EXERCICES À TRAITER:
[1] Recopiez, dans l'entretien sur l'expédition Deep Time, le passage allant de « Christian Clot – » jusqu'à « C’était très intense. ».
[2] Les affirmations suivantes concordent-elles avec l'entretien sur l'expédition Deep Time ? Pour chacune, répondez par oui ou par non et citez les mots de l'entretien qui en décident. (a) L'expédition réunissait quinze volontaires. (b) Au moment où on leur a annoncé la fin, les participants pensaient avoir passé 40 jours dans la grotte. (c) La grotte de Lombrives se situe en Ariège.

EXTRAIT:
Confinés 40 jours dans une grotte : “Au moment de sortir on a eu l'impression qu'on nous enlevait quelque chose...”

Par Jean-Guillaume Bayard

Depuis samedi dernier, les 15 volontaires de l’expédition Deep Time ont refait surface après 40 jours passés sans horloge ni lumière dans la grotte de Lombrives, en Ariège. L'objectif était de comprendre comment l’être humain s’adapte à des conditions extrêmes. L’expéditeur franco-suisse Christian Clot, à l’origine de cette expérience à laquelle il a pris part, nous fait partager ses impressions et précise quelles pourront être les retombées scientifiques de cette aventure.

Human Adaptation Institute

- Pourquoi Docteur - Comment allez-vous à l'issue de ces quarante jours sans lumière naturelle et sans repère de temps ?

Christian Clot – Je vais pas mal, même s’il y a de la fatigue physique et mentale. Compte tenu de l’expérience que l’on a vécu, je vais très bien. On a l’impression d’avoir été balloté entre différents mondes et territoires. C’était très intense.

- Comment avez-vous réagi quand il vous a été annoncé, jeudi dernier, que l’expérience était finie et qu’il ne vous restait que deux jours avant la sortie de la grotte ?

Cela a été une immense surprise. Personne ne s’attendait à ce que l’expérience se termine si vite. Pour nous, cela faisait 30 jours que l’on était dans la grotte. On avait plein de projets, des choses à faire. Il y a eu un grand désarroi. On avait l’impression qu’on nous enlevait quelque chose. Il y a eu beaucoup de tristesse au moment de sortir. Certains s’étaient accrochés à la grotte et ne voulaient pas la quitter. D’ailleurs, quasiment personne ne voulait sortir. Revoir le soleil, le ciel et les oiseaux, forcément cela nous a fait du bien mais on garde un goût d’inachevé.

INFORMATIONS FOURNIES:
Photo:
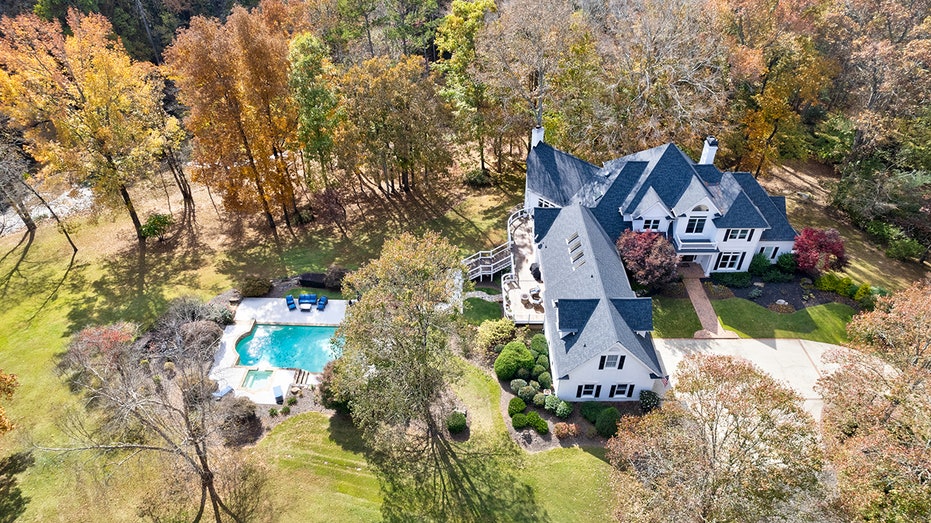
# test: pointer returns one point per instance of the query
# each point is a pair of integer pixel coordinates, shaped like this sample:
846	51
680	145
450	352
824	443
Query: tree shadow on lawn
472	481
135	285
12	502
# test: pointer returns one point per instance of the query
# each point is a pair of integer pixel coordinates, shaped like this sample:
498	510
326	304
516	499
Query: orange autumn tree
876	420
88	111
8	384
233	77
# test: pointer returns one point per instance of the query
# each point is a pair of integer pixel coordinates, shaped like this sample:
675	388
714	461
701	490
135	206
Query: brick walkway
711	327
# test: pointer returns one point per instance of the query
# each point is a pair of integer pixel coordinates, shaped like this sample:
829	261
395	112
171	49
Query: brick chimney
709	150
536	136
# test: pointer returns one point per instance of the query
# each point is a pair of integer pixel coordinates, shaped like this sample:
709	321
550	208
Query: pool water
287	346
257	379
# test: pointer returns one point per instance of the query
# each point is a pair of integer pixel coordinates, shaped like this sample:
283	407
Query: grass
318	471
825	323
674	318
572	484
868	262
478	310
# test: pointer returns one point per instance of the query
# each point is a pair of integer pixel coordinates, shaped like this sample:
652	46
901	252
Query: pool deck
271	311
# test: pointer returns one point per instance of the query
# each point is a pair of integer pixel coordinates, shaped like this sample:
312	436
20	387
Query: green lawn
477	310
318	471
674	318
825	323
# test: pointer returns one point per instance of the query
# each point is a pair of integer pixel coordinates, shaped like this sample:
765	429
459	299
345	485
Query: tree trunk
124	193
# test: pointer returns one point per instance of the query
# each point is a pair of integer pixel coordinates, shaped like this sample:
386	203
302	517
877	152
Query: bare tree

CORRIGÉS DÉTAILLÉS:
[1]
Christian Clot – Je vais pas mal, même s’il y a de la fatigue physique et mentale. Compte tenu de l’expérience que l’on a vécu, je vais très bien. On a l’impression d’avoir été balloté entre différents mondes et territoires. C’était très intense.

[2]
(a) Oui : « les 15 volontaires de l’expédition Deep Time ».
(b) Non : « Pour nous, cela faisait 30 jours que l’on était dans la grotte. »
(c) Oui : « la grotte de Lombrives, en Ariège ».